=== GOAL OF THE EXERCISE ===
Starting with the line that holds "Expected output, for every instance of the white lace", repeat each line through the last one below, exactly. Pictures stay out.

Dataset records
:::::

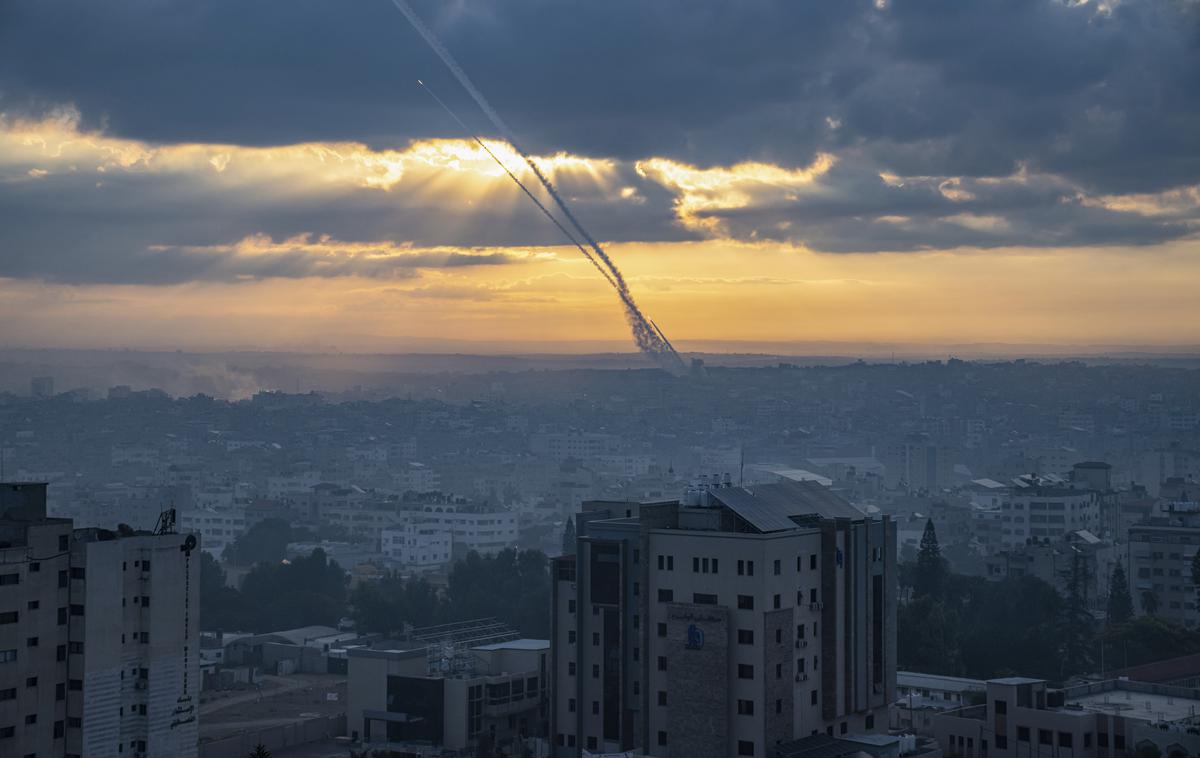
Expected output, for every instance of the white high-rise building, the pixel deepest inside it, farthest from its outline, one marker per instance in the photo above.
(99, 637)
(723, 624)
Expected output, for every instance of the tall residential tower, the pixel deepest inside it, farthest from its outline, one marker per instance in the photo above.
(723, 624)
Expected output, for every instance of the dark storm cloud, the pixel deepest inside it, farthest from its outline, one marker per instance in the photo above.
(1080, 98)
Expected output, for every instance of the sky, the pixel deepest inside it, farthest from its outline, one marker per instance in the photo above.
(269, 175)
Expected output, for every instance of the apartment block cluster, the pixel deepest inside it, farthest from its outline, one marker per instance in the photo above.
(99, 636)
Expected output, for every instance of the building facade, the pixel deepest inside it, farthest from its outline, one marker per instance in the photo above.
(99, 637)
(723, 624)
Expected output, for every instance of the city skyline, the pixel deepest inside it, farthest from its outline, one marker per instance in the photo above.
(907, 180)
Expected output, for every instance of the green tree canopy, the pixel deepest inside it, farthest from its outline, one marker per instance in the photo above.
(1120, 606)
(929, 577)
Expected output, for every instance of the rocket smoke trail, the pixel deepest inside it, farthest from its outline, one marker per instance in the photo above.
(647, 337)
(479, 142)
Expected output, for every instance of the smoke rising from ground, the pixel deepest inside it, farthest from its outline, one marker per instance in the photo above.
(646, 336)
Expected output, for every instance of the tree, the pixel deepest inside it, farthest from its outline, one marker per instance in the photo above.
(1120, 607)
(929, 578)
(1077, 620)
(569, 537)
(1150, 602)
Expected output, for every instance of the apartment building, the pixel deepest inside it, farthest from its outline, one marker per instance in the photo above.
(1097, 720)
(455, 697)
(1159, 566)
(723, 624)
(99, 637)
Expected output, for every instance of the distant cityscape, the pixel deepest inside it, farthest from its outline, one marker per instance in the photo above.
(945, 558)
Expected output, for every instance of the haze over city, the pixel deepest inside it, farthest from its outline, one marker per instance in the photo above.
(623, 379)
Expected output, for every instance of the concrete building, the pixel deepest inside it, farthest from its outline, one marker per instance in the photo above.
(1048, 512)
(449, 696)
(723, 624)
(99, 637)
(1098, 720)
(921, 696)
(1159, 566)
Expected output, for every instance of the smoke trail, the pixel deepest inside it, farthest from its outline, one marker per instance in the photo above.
(646, 336)
(479, 142)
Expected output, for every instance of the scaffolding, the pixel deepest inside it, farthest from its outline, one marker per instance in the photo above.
(448, 645)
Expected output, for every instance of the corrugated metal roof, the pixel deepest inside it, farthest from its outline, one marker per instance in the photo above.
(771, 507)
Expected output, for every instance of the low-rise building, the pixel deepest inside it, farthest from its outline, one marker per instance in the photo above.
(450, 696)
(1098, 720)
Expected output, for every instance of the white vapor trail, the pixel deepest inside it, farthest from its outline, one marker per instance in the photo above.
(647, 337)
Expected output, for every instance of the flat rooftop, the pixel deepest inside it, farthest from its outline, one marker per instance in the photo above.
(1145, 705)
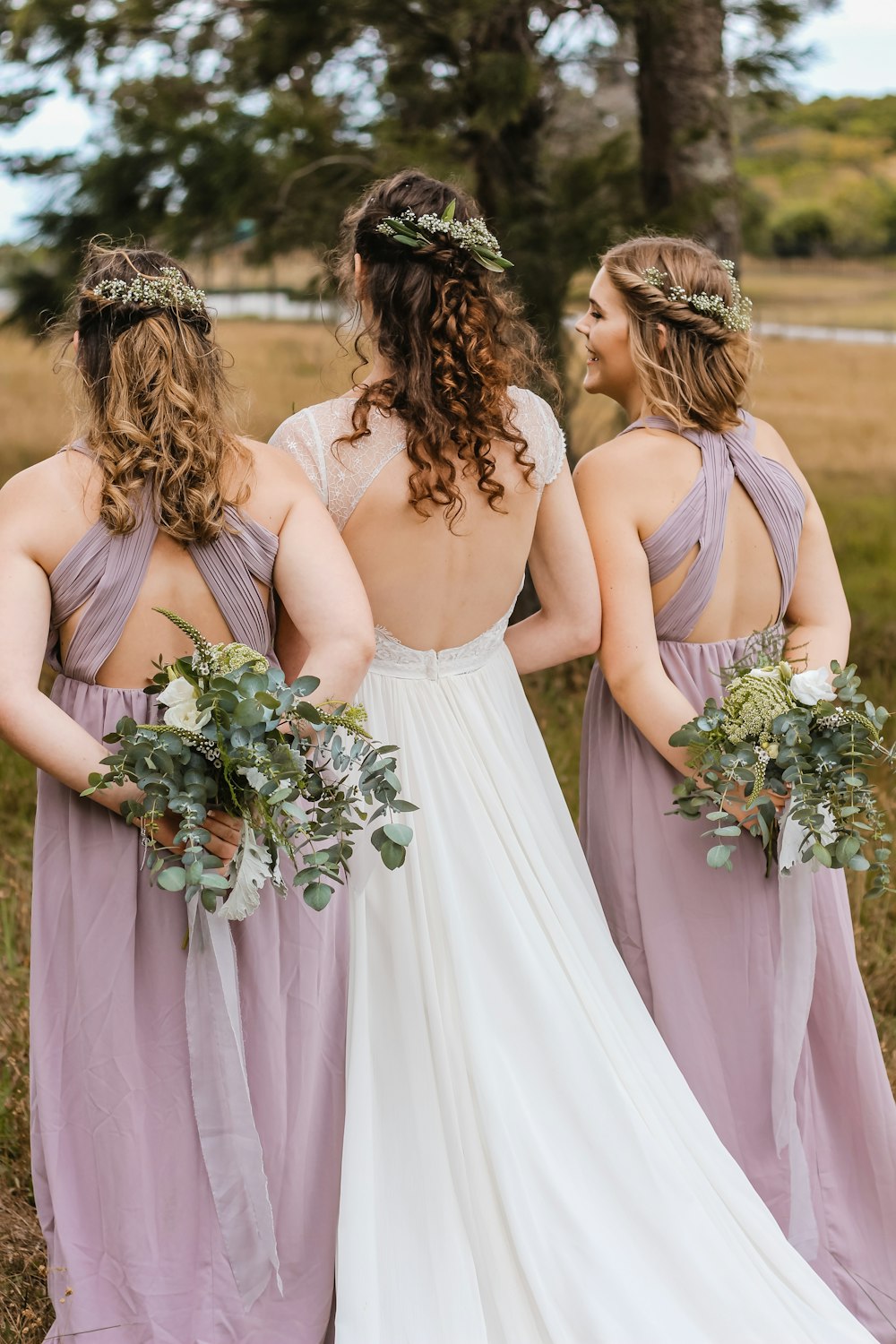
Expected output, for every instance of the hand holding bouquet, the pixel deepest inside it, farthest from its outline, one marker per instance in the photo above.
(812, 736)
(238, 737)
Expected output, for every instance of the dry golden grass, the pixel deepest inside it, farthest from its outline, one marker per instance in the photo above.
(823, 293)
(831, 403)
(813, 293)
(228, 269)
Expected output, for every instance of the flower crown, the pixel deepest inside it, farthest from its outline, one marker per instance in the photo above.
(471, 236)
(168, 289)
(737, 316)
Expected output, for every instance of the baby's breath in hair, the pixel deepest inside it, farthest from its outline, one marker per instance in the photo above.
(470, 234)
(168, 289)
(737, 316)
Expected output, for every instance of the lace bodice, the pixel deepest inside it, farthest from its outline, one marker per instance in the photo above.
(344, 472)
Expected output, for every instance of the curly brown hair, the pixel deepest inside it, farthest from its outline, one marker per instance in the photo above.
(691, 367)
(155, 403)
(452, 336)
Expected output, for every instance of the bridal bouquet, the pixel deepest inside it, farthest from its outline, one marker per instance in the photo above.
(238, 737)
(812, 736)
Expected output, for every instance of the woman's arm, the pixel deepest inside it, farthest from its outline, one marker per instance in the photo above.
(30, 720)
(568, 624)
(330, 633)
(629, 650)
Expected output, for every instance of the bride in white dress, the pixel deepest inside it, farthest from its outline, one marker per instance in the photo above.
(522, 1161)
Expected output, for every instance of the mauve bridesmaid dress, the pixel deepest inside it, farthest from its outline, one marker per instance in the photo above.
(134, 1253)
(702, 943)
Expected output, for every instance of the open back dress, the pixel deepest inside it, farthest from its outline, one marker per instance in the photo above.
(702, 943)
(134, 1249)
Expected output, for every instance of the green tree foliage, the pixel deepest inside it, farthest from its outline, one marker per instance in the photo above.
(277, 113)
(823, 177)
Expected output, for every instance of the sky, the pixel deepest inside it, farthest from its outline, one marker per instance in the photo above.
(855, 53)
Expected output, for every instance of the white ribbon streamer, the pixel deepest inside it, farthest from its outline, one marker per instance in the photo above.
(230, 1142)
(794, 984)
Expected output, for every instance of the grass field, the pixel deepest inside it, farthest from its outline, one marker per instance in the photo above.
(831, 403)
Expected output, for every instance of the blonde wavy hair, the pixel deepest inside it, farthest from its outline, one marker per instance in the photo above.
(691, 367)
(153, 402)
(454, 338)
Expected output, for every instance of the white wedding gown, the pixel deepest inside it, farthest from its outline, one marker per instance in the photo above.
(522, 1161)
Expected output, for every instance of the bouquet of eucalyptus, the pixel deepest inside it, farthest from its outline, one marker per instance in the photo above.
(813, 736)
(238, 737)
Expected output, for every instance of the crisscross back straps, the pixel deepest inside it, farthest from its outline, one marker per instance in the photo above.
(700, 521)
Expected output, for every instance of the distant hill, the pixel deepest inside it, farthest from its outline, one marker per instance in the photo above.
(820, 177)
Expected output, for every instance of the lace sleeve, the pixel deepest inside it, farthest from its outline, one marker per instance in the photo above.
(543, 433)
(300, 435)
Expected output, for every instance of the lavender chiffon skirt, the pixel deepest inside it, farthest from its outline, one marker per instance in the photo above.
(134, 1247)
(702, 946)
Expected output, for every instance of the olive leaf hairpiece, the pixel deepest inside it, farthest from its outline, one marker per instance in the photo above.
(737, 316)
(168, 289)
(471, 236)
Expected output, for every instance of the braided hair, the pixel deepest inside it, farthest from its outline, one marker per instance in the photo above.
(692, 367)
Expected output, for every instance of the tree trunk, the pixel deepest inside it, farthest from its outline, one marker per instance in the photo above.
(686, 158)
(505, 153)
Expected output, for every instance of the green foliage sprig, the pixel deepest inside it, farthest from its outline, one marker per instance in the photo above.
(239, 738)
(764, 738)
(422, 230)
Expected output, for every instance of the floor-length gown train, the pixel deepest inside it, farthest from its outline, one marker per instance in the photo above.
(134, 1252)
(522, 1161)
(702, 943)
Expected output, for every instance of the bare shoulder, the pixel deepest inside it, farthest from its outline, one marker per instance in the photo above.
(627, 462)
(600, 462)
(47, 499)
(276, 481)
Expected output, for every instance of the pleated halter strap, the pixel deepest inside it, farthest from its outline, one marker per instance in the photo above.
(700, 519)
(104, 573)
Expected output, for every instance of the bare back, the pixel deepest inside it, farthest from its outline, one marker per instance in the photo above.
(163, 572)
(430, 586)
(720, 521)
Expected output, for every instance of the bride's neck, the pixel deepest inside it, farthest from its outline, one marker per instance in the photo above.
(376, 370)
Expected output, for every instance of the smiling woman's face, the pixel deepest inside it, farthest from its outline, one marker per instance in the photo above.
(605, 327)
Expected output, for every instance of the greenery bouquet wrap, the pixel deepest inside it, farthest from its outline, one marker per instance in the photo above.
(809, 736)
(236, 736)
(812, 737)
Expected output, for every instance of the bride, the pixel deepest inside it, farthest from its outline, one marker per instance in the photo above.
(522, 1161)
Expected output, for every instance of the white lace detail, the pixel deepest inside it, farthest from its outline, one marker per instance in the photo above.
(343, 472)
(397, 659)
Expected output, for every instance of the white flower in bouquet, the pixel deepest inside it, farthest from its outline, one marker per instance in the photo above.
(812, 687)
(180, 698)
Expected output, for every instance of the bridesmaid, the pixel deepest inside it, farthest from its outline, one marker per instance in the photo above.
(160, 503)
(704, 530)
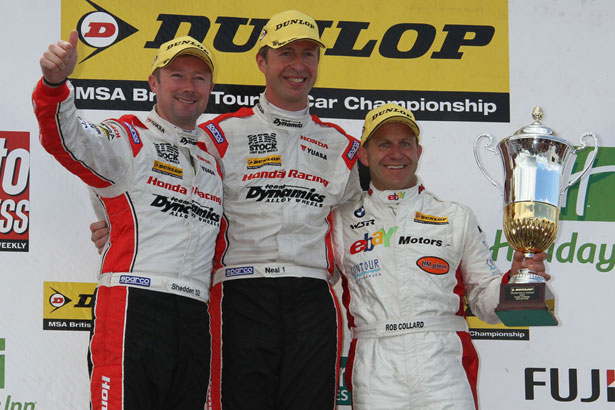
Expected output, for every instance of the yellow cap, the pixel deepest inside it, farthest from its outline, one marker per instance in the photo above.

:::::

=== SOLVED PROBLEM ===
Expected output, for every instance of the white lace detail, the pixel deepest inside it, farthest from its outline, one marker per instance in the photo above.
(343, 472)
(397, 659)
Expected output, for every instance of the white flower in bouquet, the pixel deepest inside it, farthest from its outline, one marker per instance in the photo above.
(812, 687)
(180, 698)
Expected output, for every instance of the bridesmaid, the pixel deepest inside it, farthest from its outline, one marker per instance in the photo above.
(160, 503)
(704, 530)
Expected output, for every instance of the yellow cap, the pixel deepest inside it, farthest from its outline, one marker per instance in the photo above.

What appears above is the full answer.